### What to do
Exact copies of all entries are needed. Pictures are to be left out.

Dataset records
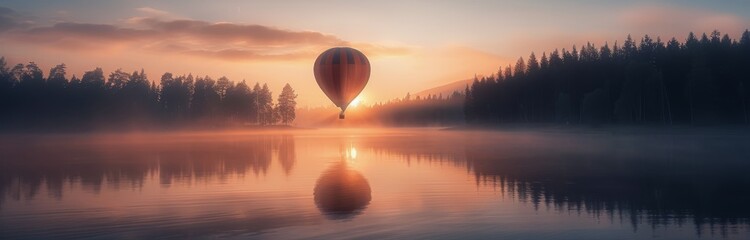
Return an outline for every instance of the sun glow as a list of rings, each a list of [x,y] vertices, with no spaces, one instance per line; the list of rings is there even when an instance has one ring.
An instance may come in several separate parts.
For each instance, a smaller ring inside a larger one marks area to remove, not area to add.
[[[357,159],[357,149],[352,147],[349,150],[349,156],[352,158],[352,160]]]
[[[355,164],[357,162],[357,148],[354,146],[344,148],[343,154],[347,163]]]
[[[351,103],[349,103],[349,108],[355,108],[355,107],[359,106],[359,104],[361,102],[362,102],[362,95],[360,94],[359,96],[357,96],[356,98],[354,98],[354,100],[352,100]]]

### The answer
Return an outline for every instance of the sun glow as a list of rings, each a list of [x,y] vertices, with no spaces, one instance per line; the list of rings is there even when an instance has one ring.
An instance may come in several separate parts.
For each instance, a smaller ring inside a larger one marks area to remove, not area to add.
[[[357,159],[357,149],[352,147],[349,150],[349,156],[352,158],[352,160]]]
[[[355,164],[357,162],[357,148],[354,146],[344,148],[343,154],[347,163]]]
[[[351,103],[349,103],[349,108],[355,108],[355,107],[359,106],[359,104],[361,102],[362,102],[362,95],[360,94],[359,96],[357,96],[356,98],[354,98],[354,100],[352,100]]]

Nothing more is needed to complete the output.